Retype the material below line for line, changing nothing.

[Records]
§
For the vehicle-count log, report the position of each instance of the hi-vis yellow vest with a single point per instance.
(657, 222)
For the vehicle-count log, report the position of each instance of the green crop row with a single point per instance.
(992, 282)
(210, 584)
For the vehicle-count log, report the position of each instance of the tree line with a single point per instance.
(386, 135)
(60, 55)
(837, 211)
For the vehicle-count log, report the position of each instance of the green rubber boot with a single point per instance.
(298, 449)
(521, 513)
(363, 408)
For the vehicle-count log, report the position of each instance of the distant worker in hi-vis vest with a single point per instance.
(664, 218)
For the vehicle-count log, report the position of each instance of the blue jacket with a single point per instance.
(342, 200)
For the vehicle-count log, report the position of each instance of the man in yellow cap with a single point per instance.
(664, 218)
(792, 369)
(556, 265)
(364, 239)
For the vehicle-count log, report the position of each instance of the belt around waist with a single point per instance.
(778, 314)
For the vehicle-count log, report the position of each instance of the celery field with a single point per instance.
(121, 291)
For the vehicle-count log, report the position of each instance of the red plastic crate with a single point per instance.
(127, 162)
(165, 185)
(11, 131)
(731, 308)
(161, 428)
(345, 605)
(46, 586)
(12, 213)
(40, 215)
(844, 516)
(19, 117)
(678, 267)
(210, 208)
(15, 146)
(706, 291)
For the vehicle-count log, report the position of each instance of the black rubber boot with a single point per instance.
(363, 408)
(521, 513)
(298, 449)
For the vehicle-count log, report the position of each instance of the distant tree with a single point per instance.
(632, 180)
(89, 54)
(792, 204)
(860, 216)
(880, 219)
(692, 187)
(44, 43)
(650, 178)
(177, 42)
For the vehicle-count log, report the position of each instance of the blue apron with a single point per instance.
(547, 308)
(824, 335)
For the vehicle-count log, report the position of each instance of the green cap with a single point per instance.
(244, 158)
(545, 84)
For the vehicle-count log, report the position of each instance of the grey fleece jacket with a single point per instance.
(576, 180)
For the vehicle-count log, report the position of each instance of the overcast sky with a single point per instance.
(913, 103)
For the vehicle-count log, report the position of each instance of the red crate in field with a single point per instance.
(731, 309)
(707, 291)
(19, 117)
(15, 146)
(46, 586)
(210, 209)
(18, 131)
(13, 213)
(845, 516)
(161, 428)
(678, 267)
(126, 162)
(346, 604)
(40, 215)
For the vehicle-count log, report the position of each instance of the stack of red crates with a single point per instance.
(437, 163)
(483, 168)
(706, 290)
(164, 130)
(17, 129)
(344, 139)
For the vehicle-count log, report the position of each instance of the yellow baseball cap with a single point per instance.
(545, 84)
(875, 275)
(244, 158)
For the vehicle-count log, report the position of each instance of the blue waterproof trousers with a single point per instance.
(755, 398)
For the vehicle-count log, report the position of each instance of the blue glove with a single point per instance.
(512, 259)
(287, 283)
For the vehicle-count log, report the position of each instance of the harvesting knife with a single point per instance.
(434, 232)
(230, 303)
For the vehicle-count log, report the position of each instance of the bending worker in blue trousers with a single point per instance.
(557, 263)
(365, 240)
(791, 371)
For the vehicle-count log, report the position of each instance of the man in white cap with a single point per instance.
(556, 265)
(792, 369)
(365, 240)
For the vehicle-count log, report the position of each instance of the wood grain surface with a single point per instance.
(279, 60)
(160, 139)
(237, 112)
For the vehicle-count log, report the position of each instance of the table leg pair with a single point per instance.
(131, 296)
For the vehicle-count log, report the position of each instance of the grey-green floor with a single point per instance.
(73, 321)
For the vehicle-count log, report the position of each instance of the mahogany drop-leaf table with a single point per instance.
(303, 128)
§
- EXERCISE SOLUTION -
For the vehicle-count log, report the position of each instance of the hi-vis yellow vest with a single point per instance.
(657, 222)
For the vehicle-count log, report the position of each instance of the green crop row with a single point per instance.
(992, 282)
(210, 584)
For the vehicle-count log, report the position of each instance of the tree line with a single point per instance.
(386, 135)
(60, 55)
(837, 211)
For the vehicle-count log, report the position of each instance of the green rubber boot with a single point per instance.
(298, 449)
(521, 513)
(363, 408)
For the vehicle-count log, report the position of each instance of the distant worker in hi-vis vest with a single point per instance.
(664, 218)
For the vehicle-count log, report the position of each instance of the blue jacket with a single point per instance.
(342, 200)
For the vehicle-count log, report the position of each instance of the man in yellow cap with a single point per instance.
(664, 218)
(792, 369)
(556, 265)
(364, 239)
For the vehicle-count log, report the position of each instance of the belt around waist with a single point per instance.
(778, 314)
For the vehicle-count log, report the position of each instance of the celery field with a single point per instance.
(121, 291)
For the vehicle-count log, report the position of each instance of the red plastic crate with a single point per instance.
(127, 162)
(165, 185)
(11, 131)
(731, 308)
(161, 428)
(345, 605)
(46, 586)
(12, 213)
(40, 215)
(844, 516)
(19, 117)
(678, 267)
(210, 208)
(15, 146)
(706, 291)
For the vehicle-count log, report the position of each instance of the black rubber boot with a single point per instance.
(363, 408)
(521, 513)
(298, 449)
For the vehicle-count log, report the position of each instance of the distant tree with a single point per instance.
(632, 180)
(89, 54)
(792, 204)
(860, 216)
(880, 219)
(692, 187)
(44, 43)
(650, 178)
(177, 42)
For the vehicle-count log, report the position of each instance of the blue apron with a single point per instance.
(547, 308)
(824, 335)
For the vehicle-count log, report the position of each instance of the green cap with a single point per instance.
(244, 158)
(545, 84)
For the vehicle-count log, report the position of each instance of the grey fleece jacket with a single point per instance.
(576, 180)
For the vehicle-count log, report the position of each instance of the overcast sky with a single point per instance.
(913, 103)
For the vehicle-count log, report the position of each instance of the red crate in field with a single point per instance.
(731, 309)
(707, 291)
(19, 117)
(15, 146)
(46, 586)
(210, 209)
(18, 131)
(13, 213)
(845, 516)
(161, 428)
(678, 267)
(126, 162)
(346, 604)
(40, 215)
For the vehicle-count log, report the position of each instance of the stack of red crates with a single point per instance.
(437, 163)
(483, 168)
(706, 290)
(164, 130)
(17, 129)
(344, 139)
For the vehicle-count log, report the position of each instance of the yellow baseball cap with a single point per instance.
(545, 84)
(875, 275)
(244, 158)
For the vehicle-count log, report the position of each instance of the blue waterproof trousers with a single point per instance.
(755, 398)
For the vehicle-count log, report the position of each instance of the blue glove with a single point per instance.
(512, 259)
(287, 283)
For the vehicle-count log, report the position of each instance of the harvesting knife with a single point per instance.
(434, 232)
(230, 303)
For the vehicle-count log, report the position of each instance of the bending worker in blue trousers with a single point per instance.
(557, 263)
(365, 240)
(791, 371)
For the vehicle-count log, report the position of each instance of the man in white cap with a single point per instance.
(556, 265)
(792, 369)
(365, 240)
For the vehicle-count log, report the position of each instance of the wood grain surface with a single point per instance.
(279, 60)
(160, 139)
(237, 112)
For the vehicle-count log, report the position of each instance of the table leg pair with a single point per instance.
(131, 296)
For the vehicle-count log, report the position of each instance of the grey-green floor with a single point per instance.
(73, 321)
For the vehicle-count log, report the position of each instance of the mahogany drop-leaf table with a single point per instance.
(303, 128)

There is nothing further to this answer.